→ **What you have to do**: I would like you to return all of the records exactly as they stand.

[Stored records]
***

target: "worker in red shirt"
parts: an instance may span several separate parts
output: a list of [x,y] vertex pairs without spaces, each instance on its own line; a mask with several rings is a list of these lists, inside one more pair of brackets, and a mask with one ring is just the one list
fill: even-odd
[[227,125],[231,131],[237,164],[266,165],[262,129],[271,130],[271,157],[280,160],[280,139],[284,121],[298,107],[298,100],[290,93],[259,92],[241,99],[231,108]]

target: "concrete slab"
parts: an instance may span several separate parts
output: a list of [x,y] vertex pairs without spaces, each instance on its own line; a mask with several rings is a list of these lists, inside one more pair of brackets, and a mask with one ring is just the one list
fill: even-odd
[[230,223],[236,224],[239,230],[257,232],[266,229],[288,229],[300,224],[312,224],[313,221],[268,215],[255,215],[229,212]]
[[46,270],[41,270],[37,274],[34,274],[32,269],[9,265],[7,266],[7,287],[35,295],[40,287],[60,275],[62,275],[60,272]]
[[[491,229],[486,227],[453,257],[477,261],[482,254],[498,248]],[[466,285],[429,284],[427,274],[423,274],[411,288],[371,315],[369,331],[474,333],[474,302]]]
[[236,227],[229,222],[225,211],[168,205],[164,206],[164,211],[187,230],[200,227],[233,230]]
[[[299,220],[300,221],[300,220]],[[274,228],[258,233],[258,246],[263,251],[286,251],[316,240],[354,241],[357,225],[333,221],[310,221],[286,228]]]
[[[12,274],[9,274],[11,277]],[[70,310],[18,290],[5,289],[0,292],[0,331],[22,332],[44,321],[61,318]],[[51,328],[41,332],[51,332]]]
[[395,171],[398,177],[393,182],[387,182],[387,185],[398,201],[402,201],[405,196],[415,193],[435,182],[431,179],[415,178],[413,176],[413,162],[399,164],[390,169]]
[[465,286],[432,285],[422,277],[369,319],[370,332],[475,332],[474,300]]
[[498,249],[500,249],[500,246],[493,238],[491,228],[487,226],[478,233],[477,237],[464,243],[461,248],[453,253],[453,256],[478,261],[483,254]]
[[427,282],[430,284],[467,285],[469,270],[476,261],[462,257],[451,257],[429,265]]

***

→ **Solution to this task**:
target: "worker in red shirt"
parts: an instance may span several separate parts
output: a list of [x,y] vertex pairs without spaces, each instance on its own line; a mask with several rings is a list of these lists, inside one more pair of brackets, and a mask with one ring is just the one list
fill: even-odd
[[227,125],[231,131],[237,164],[266,165],[262,129],[271,130],[271,157],[280,160],[280,139],[284,121],[298,107],[298,100],[290,93],[259,92],[241,99],[231,108]]

target: "concrete slab"
parts: an instance may span several separate parts
output: a list of [x,y] vertex pairs without spaces, each instance on its own line; a mask with several rings is a list of these lists, inside one more pair of brackets, and a mask with one ring is just the one list
fill: even-odd
[[230,223],[236,224],[239,230],[257,232],[266,229],[288,229],[300,224],[312,224],[313,221],[268,215],[255,215],[229,212]]
[[46,270],[41,270],[37,274],[34,274],[32,269],[9,265],[7,266],[7,287],[35,295],[40,287],[60,275],[62,275],[60,272]]
[[[491,229],[486,227],[453,257],[477,261],[482,254],[498,248]],[[466,285],[429,284],[427,274],[423,274],[411,288],[371,315],[369,331],[474,333],[474,302]]]
[[236,227],[229,222],[225,211],[168,205],[164,206],[164,211],[187,230],[200,227],[233,230]]
[[[299,220],[300,221],[300,220]],[[274,228],[258,233],[258,246],[263,251],[286,251],[316,240],[354,241],[357,225],[333,221],[310,221],[286,228]]]
[[[12,274],[9,274],[11,277]],[[70,310],[18,290],[5,289],[0,292],[0,331],[22,332],[44,321],[61,318]],[[51,328],[41,332],[51,332]]]
[[395,171],[398,177],[393,182],[387,182],[387,185],[398,201],[402,201],[405,196],[415,193],[435,182],[431,179],[415,178],[413,176],[413,162],[399,164],[390,169]]
[[465,286],[432,285],[422,277],[369,319],[370,332],[475,332],[474,300]]
[[498,249],[500,249],[500,246],[493,238],[491,228],[487,226],[478,233],[477,237],[464,243],[461,248],[453,253],[453,256],[478,261],[483,254]]
[[427,282],[430,284],[467,285],[469,270],[476,261],[462,257],[451,257],[429,265]]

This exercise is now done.